**TASK REQUIREMENTS**. Copy out every line of the data below, leaving the pictures out. Rescale the x and y pixel coordinates in the answers by multiplying each by 2.6 and rounding to the nearest whole number, with halves rounded up.

>> start LISTING

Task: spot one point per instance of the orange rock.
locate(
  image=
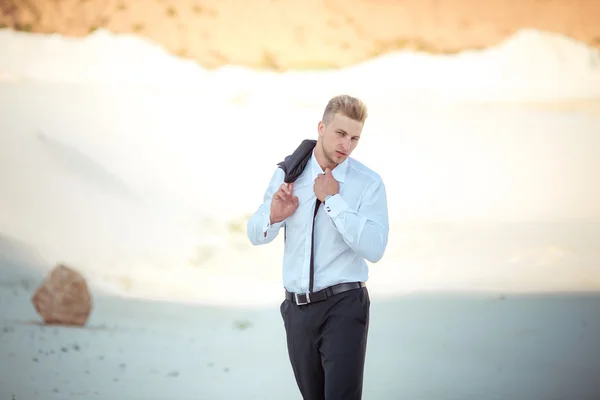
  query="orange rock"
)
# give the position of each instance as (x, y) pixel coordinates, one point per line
(63, 298)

>> end LISTING

**THE OUTPUT**.
Task: spot one point per instance of the orange rock.
locate(
  image=
  query="orange rock"
)
# give the position of each instance as (x, y) pixel coordinates, one point per line
(164, 775)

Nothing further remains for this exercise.